• [RECORDED INFORMATION]
○ ○ ○ ○
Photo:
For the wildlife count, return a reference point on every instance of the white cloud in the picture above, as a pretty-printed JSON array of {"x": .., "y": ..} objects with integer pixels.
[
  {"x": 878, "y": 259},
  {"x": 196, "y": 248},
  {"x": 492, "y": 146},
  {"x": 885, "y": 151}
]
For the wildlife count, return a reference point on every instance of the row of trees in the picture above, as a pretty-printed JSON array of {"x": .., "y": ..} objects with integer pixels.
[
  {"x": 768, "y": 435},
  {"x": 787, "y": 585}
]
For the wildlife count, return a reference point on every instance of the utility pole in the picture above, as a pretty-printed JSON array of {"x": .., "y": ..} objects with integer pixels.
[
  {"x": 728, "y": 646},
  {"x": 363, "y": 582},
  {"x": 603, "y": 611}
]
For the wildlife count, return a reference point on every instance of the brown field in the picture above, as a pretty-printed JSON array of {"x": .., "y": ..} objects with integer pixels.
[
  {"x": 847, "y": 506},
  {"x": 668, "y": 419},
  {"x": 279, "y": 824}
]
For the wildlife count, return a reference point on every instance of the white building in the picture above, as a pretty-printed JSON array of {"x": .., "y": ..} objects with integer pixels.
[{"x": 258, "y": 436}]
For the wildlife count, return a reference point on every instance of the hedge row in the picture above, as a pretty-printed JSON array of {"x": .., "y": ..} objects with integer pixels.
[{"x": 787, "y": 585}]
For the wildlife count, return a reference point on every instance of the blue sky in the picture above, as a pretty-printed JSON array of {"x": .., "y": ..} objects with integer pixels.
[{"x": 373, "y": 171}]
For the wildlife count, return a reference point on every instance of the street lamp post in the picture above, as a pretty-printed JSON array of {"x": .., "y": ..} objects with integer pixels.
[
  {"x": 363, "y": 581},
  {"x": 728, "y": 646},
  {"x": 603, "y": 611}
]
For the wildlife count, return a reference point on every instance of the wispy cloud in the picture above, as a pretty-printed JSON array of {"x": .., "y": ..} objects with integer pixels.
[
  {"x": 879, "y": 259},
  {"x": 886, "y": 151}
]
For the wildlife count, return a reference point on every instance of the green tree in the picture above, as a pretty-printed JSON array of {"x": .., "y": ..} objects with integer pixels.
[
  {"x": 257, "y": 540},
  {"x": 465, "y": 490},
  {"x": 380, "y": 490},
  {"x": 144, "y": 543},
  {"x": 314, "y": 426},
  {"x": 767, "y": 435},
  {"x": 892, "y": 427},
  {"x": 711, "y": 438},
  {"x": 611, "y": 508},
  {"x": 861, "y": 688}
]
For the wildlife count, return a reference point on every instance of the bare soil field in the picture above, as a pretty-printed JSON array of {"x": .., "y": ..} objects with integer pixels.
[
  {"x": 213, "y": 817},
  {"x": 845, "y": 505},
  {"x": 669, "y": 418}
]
○ ○ ○ ○
• [WORK REQUIRED]
Please write out the records from above, keeping every line exact.

• [OUTPUT OF THE TASK]
Photo:
For the wildlife count, return a reference point on every instance of the white cloud in the picture above, as a pretty-printed JSON array of {"x": .., "y": ..} objects with integer pixels.
[
  {"x": 878, "y": 259},
  {"x": 196, "y": 248},
  {"x": 492, "y": 146},
  {"x": 885, "y": 151}
]
For the wildlife count, return a reference point on every instance of the row of trees in the picture above, as a pretty-printed JSON array of {"x": .., "y": ..} objects with integer pixels.
[
  {"x": 768, "y": 435},
  {"x": 787, "y": 585}
]
For the wildlife count, return a reference point on every instance of the utility pole in the picture above, as a pretty-printed JSON array of {"x": .., "y": ..} objects with integer pixels.
[
  {"x": 728, "y": 646},
  {"x": 363, "y": 582},
  {"x": 603, "y": 611}
]
For the wildlife count, return a reference point on every instance of the brown field in the picture above, as a pretty-printed JSON array of {"x": .., "y": ..} objects with integer pixels.
[
  {"x": 847, "y": 506},
  {"x": 668, "y": 419},
  {"x": 279, "y": 824}
]
For the wildlife count, return a reference point on every instance of the white building in the picture above, as a pretty-printed JSON array of {"x": .., "y": ..} objects with integer pixels.
[{"x": 258, "y": 436}]
For the wildlife count, return a reference point on every instance of the hedge row in the picture above, as a pretty-printed JSON array of {"x": .., "y": ..} objects with integer pixels.
[{"x": 787, "y": 585}]
For the wildlife count, return a reference point on every instance of the blue sky in the picture above, as a pretty-printed JSON array of {"x": .., "y": ..} objects with integer pixels.
[{"x": 373, "y": 171}]
For the wildlife count, return a reference point on every instance of the street lamp post in the picture above, as a pretty-printed JSON array of {"x": .., "y": ..} objects with integer pixels.
[
  {"x": 363, "y": 581},
  {"x": 728, "y": 646},
  {"x": 603, "y": 611}
]
For the wildlife count, return a reference point on every instance of the wispy cloud in the picture above, as a pretty-printed JSON array of {"x": .., "y": ..} objects with integer pixels.
[
  {"x": 879, "y": 259},
  {"x": 886, "y": 151}
]
For the wildlife count, return a reference point on every instance of the green tree in the picture above, as a pretty-printed JSON array of {"x": .., "y": ..} objects with integer pixels.
[
  {"x": 257, "y": 540},
  {"x": 465, "y": 490},
  {"x": 380, "y": 490},
  {"x": 144, "y": 543},
  {"x": 314, "y": 426},
  {"x": 767, "y": 435},
  {"x": 892, "y": 427},
  {"x": 711, "y": 438},
  {"x": 611, "y": 508},
  {"x": 861, "y": 688}
]
For the wildlife count, return a reference point on every instance of the bare soil field in the picture above, as a pretty-printed JSON array of {"x": .., "y": ..} objects with integer pixels.
[
  {"x": 213, "y": 817},
  {"x": 845, "y": 505},
  {"x": 669, "y": 418}
]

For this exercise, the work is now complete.